__AVAILABLE DATA__.
>>>
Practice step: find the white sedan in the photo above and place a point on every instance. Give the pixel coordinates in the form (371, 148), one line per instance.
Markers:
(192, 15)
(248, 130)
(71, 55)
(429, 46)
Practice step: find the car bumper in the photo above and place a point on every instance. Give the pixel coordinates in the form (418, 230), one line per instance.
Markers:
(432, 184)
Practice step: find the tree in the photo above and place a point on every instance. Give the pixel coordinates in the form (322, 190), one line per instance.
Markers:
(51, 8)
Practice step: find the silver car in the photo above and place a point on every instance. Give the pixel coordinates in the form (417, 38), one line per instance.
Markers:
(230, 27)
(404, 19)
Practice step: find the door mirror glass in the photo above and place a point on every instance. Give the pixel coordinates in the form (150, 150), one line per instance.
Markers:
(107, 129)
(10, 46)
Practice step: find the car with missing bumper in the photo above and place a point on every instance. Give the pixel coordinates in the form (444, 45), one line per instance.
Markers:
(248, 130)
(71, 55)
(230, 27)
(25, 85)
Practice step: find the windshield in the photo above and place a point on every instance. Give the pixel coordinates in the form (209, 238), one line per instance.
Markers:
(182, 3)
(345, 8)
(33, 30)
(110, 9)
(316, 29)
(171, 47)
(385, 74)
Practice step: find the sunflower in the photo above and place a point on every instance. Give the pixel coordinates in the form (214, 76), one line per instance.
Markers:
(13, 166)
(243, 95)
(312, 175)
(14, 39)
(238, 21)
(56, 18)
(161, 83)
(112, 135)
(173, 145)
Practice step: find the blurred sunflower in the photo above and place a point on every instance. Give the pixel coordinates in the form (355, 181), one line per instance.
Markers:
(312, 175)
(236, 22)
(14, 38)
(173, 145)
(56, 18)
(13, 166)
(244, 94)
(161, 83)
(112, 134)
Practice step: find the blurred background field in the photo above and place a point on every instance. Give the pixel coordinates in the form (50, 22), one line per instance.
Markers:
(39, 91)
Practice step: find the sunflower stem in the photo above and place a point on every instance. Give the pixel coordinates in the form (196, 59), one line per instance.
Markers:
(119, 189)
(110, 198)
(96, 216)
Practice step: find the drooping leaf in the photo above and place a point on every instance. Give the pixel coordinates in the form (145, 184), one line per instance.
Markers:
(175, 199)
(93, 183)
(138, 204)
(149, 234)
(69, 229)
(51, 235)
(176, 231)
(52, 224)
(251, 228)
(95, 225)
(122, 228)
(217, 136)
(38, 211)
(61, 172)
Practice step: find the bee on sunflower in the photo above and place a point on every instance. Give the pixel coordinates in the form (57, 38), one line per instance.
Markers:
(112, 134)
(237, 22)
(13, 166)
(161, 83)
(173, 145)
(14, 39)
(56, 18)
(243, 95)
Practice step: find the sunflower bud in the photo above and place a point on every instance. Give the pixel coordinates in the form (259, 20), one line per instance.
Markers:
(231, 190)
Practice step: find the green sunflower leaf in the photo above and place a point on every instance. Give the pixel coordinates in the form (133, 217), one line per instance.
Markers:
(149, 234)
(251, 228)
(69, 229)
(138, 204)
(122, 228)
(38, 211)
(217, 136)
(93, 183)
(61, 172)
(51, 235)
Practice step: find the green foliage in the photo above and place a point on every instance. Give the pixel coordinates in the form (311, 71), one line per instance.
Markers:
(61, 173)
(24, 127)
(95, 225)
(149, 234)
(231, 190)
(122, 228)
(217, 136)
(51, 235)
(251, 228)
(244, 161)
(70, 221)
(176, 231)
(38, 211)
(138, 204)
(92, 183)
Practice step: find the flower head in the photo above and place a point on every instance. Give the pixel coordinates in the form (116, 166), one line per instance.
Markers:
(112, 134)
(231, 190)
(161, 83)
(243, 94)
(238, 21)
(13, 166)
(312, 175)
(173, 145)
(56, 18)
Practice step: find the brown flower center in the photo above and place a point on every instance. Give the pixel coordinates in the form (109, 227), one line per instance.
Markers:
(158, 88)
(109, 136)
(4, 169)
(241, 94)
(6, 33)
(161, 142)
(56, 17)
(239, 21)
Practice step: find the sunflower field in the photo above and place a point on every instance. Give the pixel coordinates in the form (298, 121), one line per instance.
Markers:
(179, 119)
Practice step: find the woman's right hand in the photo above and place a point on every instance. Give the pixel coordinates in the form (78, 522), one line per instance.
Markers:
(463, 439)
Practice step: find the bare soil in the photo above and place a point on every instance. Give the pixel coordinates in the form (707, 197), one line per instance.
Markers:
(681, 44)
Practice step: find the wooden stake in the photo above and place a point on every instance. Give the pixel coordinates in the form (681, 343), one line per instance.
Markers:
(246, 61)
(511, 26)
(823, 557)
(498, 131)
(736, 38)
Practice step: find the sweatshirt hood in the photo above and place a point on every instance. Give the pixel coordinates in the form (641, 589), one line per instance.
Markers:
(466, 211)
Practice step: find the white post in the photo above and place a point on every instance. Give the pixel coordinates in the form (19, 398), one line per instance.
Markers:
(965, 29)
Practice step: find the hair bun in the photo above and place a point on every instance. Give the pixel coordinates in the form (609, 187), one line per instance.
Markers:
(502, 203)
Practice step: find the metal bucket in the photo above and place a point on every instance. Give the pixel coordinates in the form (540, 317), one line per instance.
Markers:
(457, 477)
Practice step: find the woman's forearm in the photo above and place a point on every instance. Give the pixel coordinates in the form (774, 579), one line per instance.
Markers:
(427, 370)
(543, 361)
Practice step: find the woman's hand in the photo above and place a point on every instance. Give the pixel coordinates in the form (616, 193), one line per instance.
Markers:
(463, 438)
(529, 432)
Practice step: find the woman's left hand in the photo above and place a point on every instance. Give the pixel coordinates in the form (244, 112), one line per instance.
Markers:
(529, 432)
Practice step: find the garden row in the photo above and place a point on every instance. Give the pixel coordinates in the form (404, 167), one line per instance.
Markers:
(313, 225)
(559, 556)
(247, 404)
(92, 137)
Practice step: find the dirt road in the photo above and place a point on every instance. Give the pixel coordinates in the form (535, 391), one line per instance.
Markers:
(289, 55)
<<<
__ACTION ITEM__. Set down each line exactly as it appears in the data.

__RESULT OF THE TASK__.
Practice step: find the white sedan in the photo above and place a point on every instance. Give the pixel coordinates in the form (371, 148), one line per instance.
Markers:
(192, 15)
(248, 130)
(71, 55)
(429, 46)
Practice step: find the car bumper in the photo above and place a point on every instance. Give the pixel coordinates in the form (418, 230), one line per instance.
Markers:
(432, 184)
Practice step: find the tree in the photo above and place a point on every instance. Give the pixel coordinates in the form (322, 190), one line per instance.
Markers:
(51, 8)
Practice step: find the silver car in the photo above and place a point on every instance. Give the pixel coordinates in the form (417, 38), one line per instance.
Markers:
(230, 27)
(404, 19)
Practice step: find the door mirror glass in the photo above and place a point on every instance. Give the pixel coordinates in the form (150, 150), one line per instance.
Markers:
(107, 129)
(10, 46)
Practice step: find the car with missing bumper in the photo above and place a point on every instance. Give the pixel coordinates in the form (444, 45), one line per instance.
Markers:
(248, 130)
(71, 55)
(230, 27)
(25, 85)
Practice step: find the windshield in the photo above and place a point on every instance. Give the pixel coordinates in the form (209, 238), one line per instance.
Markers:
(182, 3)
(345, 8)
(33, 30)
(110, 9)
(316, 29)
(171, 47)
(385, 74)
Practice step: find the sunflower in the photo above and place a point on every instance. Give the pixel coordinates in the form (214, 76), one line per instance.
Markers:
(13, 166)
(243, 95)
(312, 175)
(14, 39)
(238, 21)
(56, 18)
(161, 83)
(112, 135)
(173, 145)
Practice step: find the blurred sunflower in the photo above and place a point on every instance. Give the pixel coordinates in the form (355, 181), one line per instance.
Markers:
(312, 175)
(236, 22)
(14, 38)
(173, 145)
(56, 18)
(13, 166)
(244, 94)
(161, 83)
(112, 134)
Practice step: find the blurred background field in the photo above and place a point on every instance. Give the pixel coordinates in the form (50, 22), one line per instance.
Markers:
(39, 91)
Practice step: find the sunflower stem in the photo above and place a point on every instance. Give the pixel coordinates in the form (196, 59), one line per instance.
Markers:
(119, 189)
(110, 198)
(96, 216)
Practice step: find the drooping leaf in the photo above and place a point on every instance. Give the pixel coordinates in the form (145, 184), one line per instance.
Markers:
(175, 199)
(93, 183)
(138, 204)
(149, 234)
(69, 229)
(51, 235)
(176, 231)
(52, 224)
(251, 228)
(95, 225)
(122, 228)
(217, 136)
(38, 211)
(61, 172)
Practice step: find the bee on sunflower in the photo above and place a point on every instance. Give the pixel coordinates in the form (57, 38), one line per instance.
Markers:
(112, 134)
(237, 22)
(13, 166)
(161, 83)
(173, 145)
(14, 39)
(56, 18)
(243, 95)
Practice step: find the sunflower bud in the photo above and place a point on every instance. Give the pixel coordinates in the form (259, 20), one line per instance.
Markers:
(231, 190)
Practice step: find the green sunflower leaf in the photo above and place a point on every instance. Give the pixel coordinates in the form (133, 217), one line per instance.
Markers:
(149, 234)
(251, 228)
(69, 229)
(138, 204)
(122, 228)
(38, 211)
(217, 136)
(93, 183)
(61, 172)
(51, 235)
Practice step: find the green foliage in the photo above and place a point on every instance. Give the pixel coordinates in the form (311, 71), one line per instance.
Markers:
(61, 173)
(24, 127)
(95, 225)
(149, 234)
(231, 190)
(122, 228)
(217, 136)
(51, 235)
(251, 228)
(244, 161)
(70, 221)
(176, 231)
(38, 211)
(138, 204)
(92, 183)
Practice step: find the flower head in the photo above and place a point on every instance. Give the pixel coordinates in the form (116, 166), one line per instance.
Markers:
(112, 134)
(231, 190)
(161, 83)
(243, 94)
(238, 21)
(13, 166)
(312, 175)
(173, 145)
(56, 18)
Practice step: find the brown flower center in the photo above and place a point on every instance. Give the pixel coordinates in the form (109, 227), one line per instance.
Markers:
(158, 88)
(109, 136)
(4, 169)
(241, 94)
(6, 33)
(161, 142)
(56, 17)
(239, 21)
Practice step: find the sunflower field in the photo above and place a point on every instance. Give the pixel coordinates in the form (298, 121), one line per instance.
Markers:
(179, 119)
Practice step: find the woman's right hand in the photo above and place a point on every instance. Give the pixel coordinates in the form (78, 522), one line per instance.
Markers:
(463, 439)
Practice step: find the bare soil in the photo above and place a point on every instance. Give the pixel coordinates in the form (707, 197), one line per instance.
Markers:
(681, 44)
Practice step: find the wooden stake in the photo above and place a point on every instance. Give the pixel coordinates in the form (681, 343), one line per instance.
Markers:
(246, 61)
(511, 26)
(823, 557)
(498, 131)
(736, 38)
Practice step: find the sweatshirt hood in the photo above and place a point on every instance. Give the pixel coordinates in the form (641, 589), one line per instance.
Markers:
(466, 211)
Practice step: find the white post in the photo above and place a point on every instance. Give the pixel coordinates in the form (19, 398), one line per instance.
Markers:
(965, 29)
Practice step: find the hair bun in the photo above and place a point on every instance. Give the pixel coordinates in the form (609, 187), one line per instance.
Markers:
(502, 203)
Practice step: find the metal bucket in the photo above and place a point on every instance. Give the pixel coordinates in the form (540, 317), one line per instance.
Markers:
(457, 477)
Practice step: find the woman's forearm in the photo above and place a point on every instance. Give the pixel coordinates in the form (774, 579), one line per instance.
Markers:
(427, 370)
(543, 361)
Practice step: find the woman's hand in the photo above and place a point on every instance. Give the pixel coordinates in the form (616, 193), one line per instance.
Markers:
(463, 438)
(529, 432)
Practice step: find the woman's left hand in the photo above and place a point on every instance. Give the pixel coordinates in the form (244, 112), one line per instance.
Markers:
(529, 432)
Practice step: find the garden row in the photo above and place a point on every instance. Give the pixel coordinates in the form (404, 167), one line per instance.
Markers:
(313, 225)
(559, 556)
(247, 404)
(92, 137)
Practice step: find the dirt road in the photo above and place a point on every instance. Give the pixel coordinates in the form (535, 391), one line per instance.
Markers:
(289, 55)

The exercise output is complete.